=== GIVEN INSTRUCTION ===
Copy the part of the rejection sampling explanation that begins at the words "If x > 40, we" and stops after "to succeed quickly.", substituting "retry loop" for each occurrence of "while loop".
— START OF PAGE EXCERPT —
Now we have 49 uniform outcomes, but we need to map them to 10 outcomes. Since 49 is not divisible by 10, we can't use all 49 values without introducing bias. However, 40 is divisible by 10! So we use only the first 40 values and reject any result greater than 40. This rejection sampling ensures that each of the 40 accepted values has equal probability.

Finally, we map these 40 values to 1-10 using modulo arithmetic: (x % 10) + 1. This gives each number from 1 to 10 exactly 4 chances out of 40 to be selected, maintaining perfect uniformity. The rejection of values 41-49 means we might need multiple attempts, but this guarantees an unbiased result.

Solution Approach

The implementation uses rejection sampling to generate uniform random numbers from 1 to 10:

1. Generate a larger uniform distribution: We call rand7() twice to create a uniform distribution over a larger range:

   • First call: i = rand7() - 1 generates values from 0 to 6
   • Second call: j = rand7() generates values from 1 to 7
   • Combine them: x = i * 7 + j produces values from 1 to 49 uniformly

2. Rejection sampling: Since we need to map to 10 values uniformly, we only accept values from 1 to 40:

   if x <= 40:
       return x % 10 + 1

   If x > 40, we reject this sample and repeat the process by continuing the while loop.

3. Mapping to [1, 10]: For accepted values (1-40), we use modulo arithmetic to map them:

   • x % 10 gives us values from 0 to 9
   • Adding 1 shifts the range to 1 to 10
   • Each number from 1 to 10 appears exactly 4 times in the mapping (40 ÷ 10 = 4)

The while loop ensures we keep trying until we get a valid value in the range [1, 40]. Although this could theoretically loop forever, the probability of rejection is only 9/49 (about 18%), so on average, we expect to succeed quickly.

This approach guarantees that each output from 1 to 10 has exactly equal probability (1/10), maintaining the uniform distribution requirement.

Example Walkthrough

Let's walk through a few iterations to see how rand10() generates uniform random numbers:

Iteration 1:

• First call: rand7() returns 3, so i = 3 - 1 = 2
• Second call: rand7() returns 5, so j = 5
• Calculate: x = 2 * 7 + 5 = 14 + 5 = 19
• Check: Is 19 ≤ 40? Yes!
• Return: (19 % 10) + 1 = 9 + 1 = 10
• Output: 10

Iteration 2:

• First call: rand7() returns 6, so i = 6 - 1 = 5
• Second call: rand7() returns 7, so j = 7
• Calculate: x = 5 * 7 + 7 = 35 + 7 = 42
• Check: Is 42 ≤ 40? No, reject and retry
• First call: rand7() returns 1, so i = 1 - 1 = 0
• Second call: rand7() returns 8... wait, rand7() only returns 1-7, so let's say it returns 4, so j = 4
• Calculate: x = 0 * 7 + 4 = 0 + 4 = 4
• Check: Is 4 ≤ 40? Yes!
— END OF PAGE EXCERPT —
— START OF DATASET CONTENT —
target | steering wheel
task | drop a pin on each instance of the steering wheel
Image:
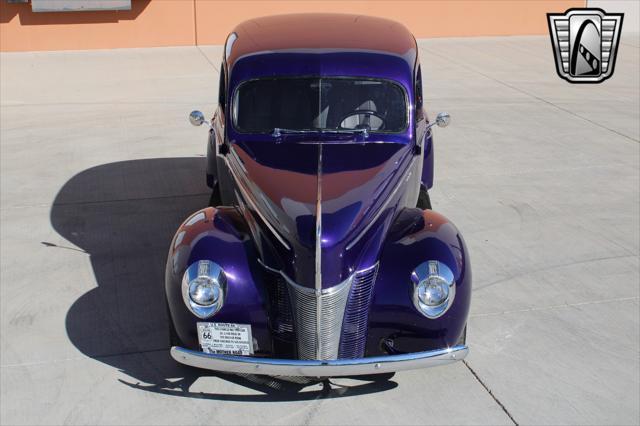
(367, 117)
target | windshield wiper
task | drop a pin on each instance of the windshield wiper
(364, 131)
(279, 131)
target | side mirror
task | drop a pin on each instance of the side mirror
(197, 118)
(443, 119)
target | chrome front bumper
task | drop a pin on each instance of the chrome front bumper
(314, 368)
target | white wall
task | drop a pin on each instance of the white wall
(630, 8)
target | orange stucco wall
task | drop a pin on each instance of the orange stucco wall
(188, 22)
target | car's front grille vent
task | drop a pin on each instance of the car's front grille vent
(305, 309)
(280, 318)
(356, 318)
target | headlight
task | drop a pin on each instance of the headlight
(204, 286)
(433, 288)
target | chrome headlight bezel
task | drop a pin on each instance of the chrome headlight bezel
(207, 273)
(434, 273)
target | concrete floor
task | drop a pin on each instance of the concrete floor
(99, 166)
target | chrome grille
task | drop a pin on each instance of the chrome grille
(318, 342)
(281, 316)
(356, 317)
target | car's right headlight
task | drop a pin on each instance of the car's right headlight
(204, 286)
(434, 288)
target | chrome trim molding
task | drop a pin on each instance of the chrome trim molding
(318, 274)
(318, 368)
(318, 319)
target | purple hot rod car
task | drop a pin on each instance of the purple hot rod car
(322, 256)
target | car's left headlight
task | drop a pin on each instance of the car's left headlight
(434, 288)
(204, 286)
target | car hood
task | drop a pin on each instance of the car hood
(337, 189)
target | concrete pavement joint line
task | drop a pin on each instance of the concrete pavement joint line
(532, 96)
(565, 305)
(80, 203)
(208, 60)
(464, 361)
(120, 200)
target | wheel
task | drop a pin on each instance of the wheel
(424, 202)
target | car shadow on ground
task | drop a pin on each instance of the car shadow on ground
(123, 216)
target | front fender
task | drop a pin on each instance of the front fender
(395, 325)
(218, 235)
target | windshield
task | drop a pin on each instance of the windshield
(315, 104)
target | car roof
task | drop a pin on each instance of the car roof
(325, 32)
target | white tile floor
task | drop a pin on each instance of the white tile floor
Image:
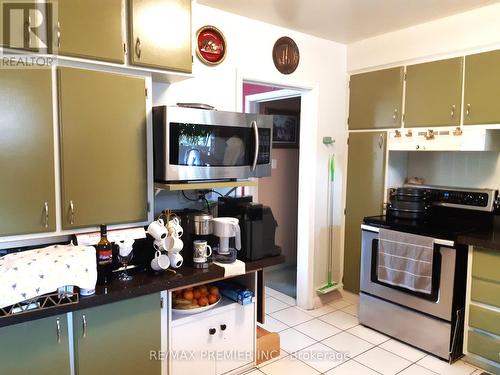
— END OF DATASET CONTENT —
=== FINAL RESULT ===
If x > 40, we reject this sample and repeat the process by continuing the retry loop.

3. Mapping to [1, 10]: For accepted values (1-40), we use modulo arithmetic to map them:

   • x % 10 gives us values from 0 to 9
   • Adding 1 shifts the range to 1 to 10
   • Each number from 1 to 10 appears exactly 4 times in the mapping (40 ÷ 10 = 4)

The retry loop ensures we keep trying until we get a valid value in the range [1, 40]. Although this could theoretically loop forever, the probability of rejection is only 9/49 (about 18%), so on average, we expect to succeed quickly.